(Your assignment): List every character the episode review below refers to by name.

(Extract):

======

Indeed, Neil’s been humanised quite a bit from the initial armed supernatural warrior we first met. This week, he also tries to sort things out for Fade-Sarah and her distraught husband Mark, by first convincing Mark that his dead wife is hanging around him then acting as translator so they can have a chat. Whatever Neil’s conscience might be telling him, it’s hard to disagree with Fade-Helen that this might not be the best course of action. Mark now knows that his wife’s ghost is hanging around him unseen at all times, which is hardly going to help him move on!

Neil’s also decided that he can’t handle everything by himself, and summoned “the rest of the Angelics”, which is just as well as it’s hard to be a secret society all by yourself. As it turns out, “the rest of the Angelics” is only another four people, but hey, every bit of reinforcement helps. They’ve hatched a plan to try and interrogate one of the weaker Fades by capturing it, and inevitably it’s Neil’s ex Natalie that they grab. Interrogation is possible because the Fades’ consumption of human flesh has not only given them corporeal bodies, they can now talk too – or, in Natalie’s case, scream. One wonders whether next week’s interrogation will show the Angelics as not being the all-out good guys we thought they were…

That may not be foremost on Paul’s mind, though. In a moment that was genuinely shocking, while horseplaying with Mac, Paul absently wandered onto a road and was hit by a truck for his inattention. Coming so abruptly after a heart to heart two-handed scene with his best friend, this was a real jolt that made you realise how likeable Paul is, and how much I at least had emotionally invested in the character. It’s also a mark of how well this series mixes the supernatural and the mundane that the Chosen Hero, marked for death as an Angelic, is seriously injured by something as normal as not paying attention to the traffic.

The throw-forward to next week is deliberately cagey about Paul’s chances, as it should be. There are a couple of shots of him unconscious in a hospital bed, but no more. Of course, as the hero of the show, and a superpowered one to boot, I think we can safely say that he’ll be back in action before long. But it’s a measure of how well the show does suspense that I had to think a moment to remember that.

If and when he’s back on his feet, though, he’s going to have more problems than he expects. His dreams of the ash-covered apocalypse have come back, with the added detail of a mysterious young man who tells him that, “it’s all inevitable, you know.” Meanwhile, the bald, emaciated Fade who’s been so terrifying in leading the attacks has been spending this episode actually pupating, hanging in a slimy cocoon from the roof of a tunnel.

======

(Given data):
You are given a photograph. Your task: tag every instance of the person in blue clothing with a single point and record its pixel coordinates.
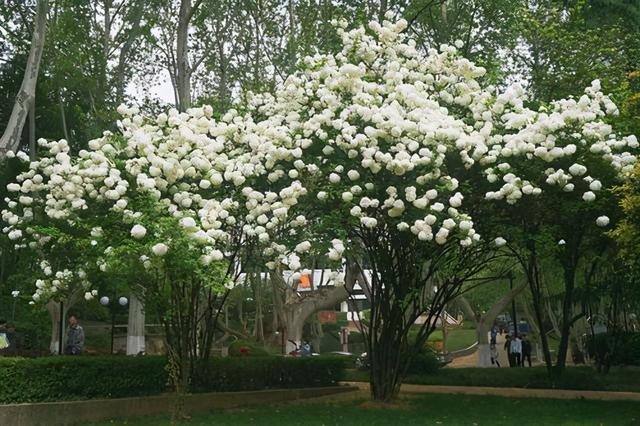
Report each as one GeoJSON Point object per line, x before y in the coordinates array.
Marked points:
{"type": "Point", "coordinates": [494, 334]}
{"type": "Point", "coordinates": [306, 349]}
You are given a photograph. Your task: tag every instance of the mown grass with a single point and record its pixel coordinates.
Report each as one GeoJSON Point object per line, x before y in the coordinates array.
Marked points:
{"type": "Point", "coordinates": [352, 409]}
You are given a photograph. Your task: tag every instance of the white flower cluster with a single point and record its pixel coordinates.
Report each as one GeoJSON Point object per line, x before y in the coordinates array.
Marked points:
{"type": "Point", "coordinates": [377, 136]}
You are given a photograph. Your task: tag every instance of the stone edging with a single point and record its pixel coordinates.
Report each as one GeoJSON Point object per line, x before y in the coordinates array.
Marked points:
{"type": "Point", "coordinates": [80, 412]}
{"type": "Point", "coordinates": [514, 392]}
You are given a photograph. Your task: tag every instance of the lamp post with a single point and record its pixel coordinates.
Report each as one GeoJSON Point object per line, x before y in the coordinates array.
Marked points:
{"type": "Point", "coordinates": [104, 301]}
{"type": "Point", "coordinates": [61, 328]}
{"type": "Point", "coordinates": [513, 307]}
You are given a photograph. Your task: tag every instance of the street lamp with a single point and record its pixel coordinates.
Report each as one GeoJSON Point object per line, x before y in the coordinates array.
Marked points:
{"type": "Point", "coordinates": [104, 301]}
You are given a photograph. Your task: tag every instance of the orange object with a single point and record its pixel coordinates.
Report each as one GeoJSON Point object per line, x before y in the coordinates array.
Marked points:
{"type": "Point", "coordinates": [305, 281]}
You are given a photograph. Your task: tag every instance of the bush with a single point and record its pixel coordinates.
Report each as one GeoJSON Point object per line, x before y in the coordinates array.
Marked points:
{"type": "Point", "coordinates": [579, 378]}
{"type": "Point", "coordinates": [229, 374]}
{"type": "Point", "coordinates": [86, 377]}
{"type": "Point", "coordinates": [68, 378]}
{"type": "Point", "coordinates": [246, 348]}
{"type": "Point", "coordinates": [425, 362]}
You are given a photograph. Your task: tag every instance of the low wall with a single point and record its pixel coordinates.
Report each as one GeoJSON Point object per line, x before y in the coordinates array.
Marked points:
{"type": "Point", "coordinates": [78, 412]}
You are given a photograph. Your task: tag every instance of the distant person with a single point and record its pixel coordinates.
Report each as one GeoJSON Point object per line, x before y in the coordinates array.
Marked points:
{"type": "Point", "coordinates": [494, 334]}
{"type": "Point", "coordinates": [516, 349]}
{"type": "Point", "coordinates": [75, 337]}
{"type": "Point", "coordinates": [526, 350]}
{"type": "Point", "coordinates": [306, 349]}
{"type": "Point", "coordinates": [494, 355]}
{"type": "Point", "coordinates": [507, 349]}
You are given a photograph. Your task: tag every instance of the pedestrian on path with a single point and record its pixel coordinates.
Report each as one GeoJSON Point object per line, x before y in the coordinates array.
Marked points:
{"type": "Point", "coordinates": [75, 337]}
{"type": "Point", "coordinates": [507, 349]}
{"type": "Point", "coordinates": [516, 349]}
{"type": "Point", "coordinates": [494, 355]}
{"type": "Point", "coordinates": [526, 350]}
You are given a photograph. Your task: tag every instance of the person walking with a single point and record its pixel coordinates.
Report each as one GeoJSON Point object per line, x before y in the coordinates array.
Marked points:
{"type": "Point", "coordinates": [75, 337]}
{"type": "Point", "coordinates": [526, 350]}
{"type": "Point", "coordinates": [494, 355]}
{"type": "Point", "coordinates": [507, 349]}
{"type": "Point", "coordinates": [494, 334]}
{"type": "Point", "coordinates": [516, 349]}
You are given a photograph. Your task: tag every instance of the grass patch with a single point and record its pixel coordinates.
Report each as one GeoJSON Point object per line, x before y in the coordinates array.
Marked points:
{"type": "Point", "coordinates": [579, 378]}
{"type": "Point", "coordinates": [419, 410]}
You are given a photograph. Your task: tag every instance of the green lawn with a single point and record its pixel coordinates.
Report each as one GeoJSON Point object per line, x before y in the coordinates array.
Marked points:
{"type": "Point", "coordinates": [459, 338]}
{"type": "Point", "coordinates": [420, 410]}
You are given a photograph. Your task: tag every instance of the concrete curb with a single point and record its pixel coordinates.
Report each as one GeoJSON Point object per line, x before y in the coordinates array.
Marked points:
{"type": "Point", "coordinates": [514, 392]}
{"type": "Point", "coordinates": [81, 412]}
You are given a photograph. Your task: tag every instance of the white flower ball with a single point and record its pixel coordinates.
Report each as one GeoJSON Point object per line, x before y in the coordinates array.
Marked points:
{"type": "Point", "coordinates": [160, 249]}
{"type": "Point", "coordinates": [138, 232]}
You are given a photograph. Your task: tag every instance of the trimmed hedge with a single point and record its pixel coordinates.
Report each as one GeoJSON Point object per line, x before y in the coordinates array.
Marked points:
{"type": "Point", "coordinates": [624, 350]}
{"type": "Point", "coordinates": [87, 377]}
{"type": "Point", "coordinates": [577, 378]}
{"type": "Point", "coordinates": [246, 348]}
{"type": "Point", "coordinates": [243, 374]}
{"type": "Point", "coordinates": [82, 377]}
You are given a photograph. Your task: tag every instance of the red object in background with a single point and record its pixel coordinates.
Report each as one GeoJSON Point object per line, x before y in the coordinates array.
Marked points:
{"type": "Point", "coordinates": [305, 281]}
{"type": "Point", "coordinates": [327, 316]}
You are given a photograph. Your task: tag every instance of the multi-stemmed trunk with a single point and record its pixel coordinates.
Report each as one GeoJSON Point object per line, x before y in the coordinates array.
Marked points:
{"type": "Point", "coordinates": [406, 283]}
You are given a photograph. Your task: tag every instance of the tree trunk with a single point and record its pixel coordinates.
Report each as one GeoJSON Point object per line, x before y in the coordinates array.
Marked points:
{"type": "Point", "coordinates": [11, 137]}
{"type": "Point", "coordinates": [32, 130]}
{"type": "Point", "coordinates": [183, 75]}
{"type": "Point", "coordinates": [484, 323]}
{"type": "Point", "coordinates": [135, 327]}
{"type": "Point", "coordinates": [54, 313]}
{"type": "Point", "coordinates": [293, 310]}
{"type": "Point", "coordinates": [567, 311]}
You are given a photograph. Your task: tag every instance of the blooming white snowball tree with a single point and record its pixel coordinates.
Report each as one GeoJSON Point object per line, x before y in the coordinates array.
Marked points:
{"type": "Point", "coordinates": [552, 181]}
{"type": "Point", "coordinates": [394, 159]}
{"type": "Point", "coordinates": [382, 158]}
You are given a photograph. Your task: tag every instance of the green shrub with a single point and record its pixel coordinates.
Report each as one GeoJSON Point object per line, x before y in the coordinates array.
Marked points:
{"type": "Point", "coordinates": [426, 362]}
{"type": "Point", "coordinates": [240, 374]}
{"type": "Point", "coordinates": [68, 378]}
{"type": "Point", "coordinates": [246, 348]}
{"type": "Point", "coordinates": [579, 378]}
{"type": "Point", "coordinates": [86, 377]}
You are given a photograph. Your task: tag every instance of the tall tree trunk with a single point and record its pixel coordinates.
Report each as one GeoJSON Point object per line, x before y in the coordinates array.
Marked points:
{"type": "Point", "coordinates": [567, 312]}
{"type": "Point", "coordinates": [183, 74]}
{"type": "Point", "coordinates": [11, 137]}
{"type": "Point", "coordinates": [32, 130]}
{"type": "Point", "coordinates": [135, 327]}
{"type": "Point", "coordinates": [54, 313]}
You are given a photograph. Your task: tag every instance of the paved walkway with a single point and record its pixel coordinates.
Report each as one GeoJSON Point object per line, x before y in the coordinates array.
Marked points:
{"type": "Point", "coordinates": [514, 392]}
{"type": "Point", "coordinates": [471, 360]}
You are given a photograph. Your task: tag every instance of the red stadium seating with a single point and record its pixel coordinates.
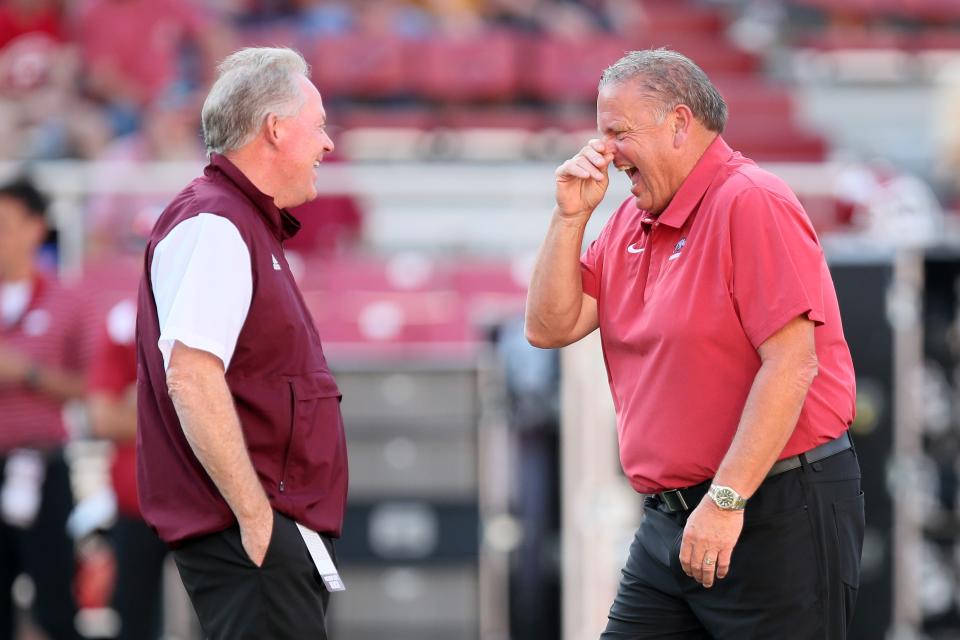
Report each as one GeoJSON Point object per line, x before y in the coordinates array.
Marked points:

======

(Written solution): Neil, Fade-Sarah, Mark, Fade-Helen, Natalie, Paul, Mac